> **Given task**
Rewrite every line of the data below as a Markdown table with two columns, Row and Line, numbering the rows and skipping blank lines. Leave the pictures out of the table.

> **Data for the task**
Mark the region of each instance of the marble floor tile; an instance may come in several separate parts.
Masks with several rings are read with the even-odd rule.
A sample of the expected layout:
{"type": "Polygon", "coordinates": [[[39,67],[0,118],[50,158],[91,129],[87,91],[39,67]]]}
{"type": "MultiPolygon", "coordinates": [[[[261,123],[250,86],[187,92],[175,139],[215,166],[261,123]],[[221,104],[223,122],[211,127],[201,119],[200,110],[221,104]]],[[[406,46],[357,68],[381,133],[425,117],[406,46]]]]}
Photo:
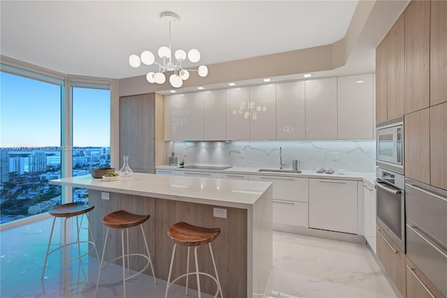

> **Answer to this task**
| Row | Line |
|---|---|
| 1 | Mark the region of each instance of the marble floor tile; an instance may come in several separate parts. |
| 2 | Masks with several rings are read with the even-odd rule. |
| 3 | A sample of the expected layout: |
| 4 | {"type": "Polygon", "coordinates": [[[39,67],[0,118],[50,158],[91,129],[87,91],[39,67]]]} |
| 5 | {"type": "MultiPolygon", "coordinates": [[[[261,123],[250,86],[187,92],[175,139],[215,166],[261,123]],[[221,104],[223,122],[211,127],[201,119],[200,110],[221,104]]],[[[406,46],[357,68],[381,133],[425,117],[406,46]]]]} |
| 6 | Photo: |